> [Görev]: Aşağıdaki Çukurova rock festivali yazısını son cümlesinden sonra sürdürün.

Çukurova rock festivaline asıl gidiş amacım açıkça söylemeliyim ki Selda Bağcan’ı görmekti. Henüz bir ‘ölmeden önce yapılacak şeyler listem’ olmasa da eğer böyle bir liste yapacak olsaydım ilk üç maddeden biri kesinlikle Selda Bağcan’ı canlı izlemek olurdu. Şanslıyım ki Selda Bağcan söylemesini beklemediğim halde favori şarkımı da söyledi. Not: Şarkı Mehmet Emmi.

 Selda Bağcan’a övgülerimi bitirirken beni şaşırtmış, enerjisiyle mest etmiş bir sanatçıya da değinmek istiyorum. Jehan Barbur. Jehan Barbur, çadırlarımızı kurmamızın ardından dinleyebildiğimiz ilk sanatçıydı. Çok büyük bir Jehan Barbur hayranı olmasam da severek dinlediğim birkaç şarkısı da yok değil. Az önce de belirttiğim gibi Jehan Barbur enerjisiyle beni şok etti. Beklentilerimin çok çok üstünde sergilediği performansı festivalin ilk gününde tüm yorgunluğumu alıp enerjimi tazeledi. En kısa sürede Jehan Barbur’u tekrar canlı izlemeye çalışacağım. Umarım bu bekleyiş çok uzun sürmez.

> [Alıntılanan veriler]:

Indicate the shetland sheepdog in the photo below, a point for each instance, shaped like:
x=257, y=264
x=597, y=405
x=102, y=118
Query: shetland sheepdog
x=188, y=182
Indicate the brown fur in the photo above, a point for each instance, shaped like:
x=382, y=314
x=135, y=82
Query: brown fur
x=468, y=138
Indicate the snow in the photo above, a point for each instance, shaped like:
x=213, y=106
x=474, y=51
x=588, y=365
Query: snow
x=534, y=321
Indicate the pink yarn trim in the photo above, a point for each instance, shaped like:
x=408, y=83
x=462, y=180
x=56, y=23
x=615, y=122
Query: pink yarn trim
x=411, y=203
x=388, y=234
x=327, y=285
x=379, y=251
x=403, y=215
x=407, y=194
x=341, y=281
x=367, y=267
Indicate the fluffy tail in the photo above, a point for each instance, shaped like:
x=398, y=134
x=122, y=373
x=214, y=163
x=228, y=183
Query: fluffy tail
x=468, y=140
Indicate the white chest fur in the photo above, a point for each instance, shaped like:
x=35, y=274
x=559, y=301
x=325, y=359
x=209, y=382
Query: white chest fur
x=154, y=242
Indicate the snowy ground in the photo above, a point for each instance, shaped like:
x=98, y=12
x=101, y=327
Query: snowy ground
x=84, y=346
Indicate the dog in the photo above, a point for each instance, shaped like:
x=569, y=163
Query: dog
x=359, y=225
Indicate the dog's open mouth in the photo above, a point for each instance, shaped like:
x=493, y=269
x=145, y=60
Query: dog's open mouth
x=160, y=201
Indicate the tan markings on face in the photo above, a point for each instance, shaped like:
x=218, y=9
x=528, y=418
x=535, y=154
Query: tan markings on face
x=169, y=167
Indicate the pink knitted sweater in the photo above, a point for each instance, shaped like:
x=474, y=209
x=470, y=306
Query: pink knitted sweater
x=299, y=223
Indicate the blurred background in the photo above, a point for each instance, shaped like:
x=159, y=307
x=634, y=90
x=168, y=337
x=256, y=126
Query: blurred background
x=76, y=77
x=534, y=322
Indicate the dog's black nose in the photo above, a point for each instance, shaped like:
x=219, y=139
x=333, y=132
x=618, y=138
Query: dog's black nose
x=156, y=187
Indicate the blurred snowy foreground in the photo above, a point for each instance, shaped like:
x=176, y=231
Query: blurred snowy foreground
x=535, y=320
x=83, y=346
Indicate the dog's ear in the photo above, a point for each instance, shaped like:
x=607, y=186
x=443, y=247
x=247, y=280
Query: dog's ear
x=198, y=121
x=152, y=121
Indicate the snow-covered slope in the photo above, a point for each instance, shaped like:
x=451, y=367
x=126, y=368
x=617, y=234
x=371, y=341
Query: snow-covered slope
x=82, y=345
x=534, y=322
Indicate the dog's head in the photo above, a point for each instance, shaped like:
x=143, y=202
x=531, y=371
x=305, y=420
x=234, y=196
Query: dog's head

> [Alıştırma yanıtı]:
 Yaşamımı, benliğimi sorguladığım şu günlerde ve özellikle festival sırasında bu sorgulayışlar sıklaştığında beni derinden etkileyen ve gözyaşlarıma boyun eğdirmeme daha fazla izin vermeyen grup, Moğollar, festivale unutulmaz şarkılarıyla katıldılar. Yıllardır süren birliktelikleri umarım hep daim olur.

 Pamela, Ezhel, Mabel Matiz, Cem Adrian, Manga… Daha burada adını sayamadığım pek çok sanatçı…

Her ne kadar Milyon Yapım’a ateş püskürsem de beni bu insanlarla bir araya getirdikleri için bir prens gibi davranıp Milyon Yapım’a minnetlerimi sunuyorum.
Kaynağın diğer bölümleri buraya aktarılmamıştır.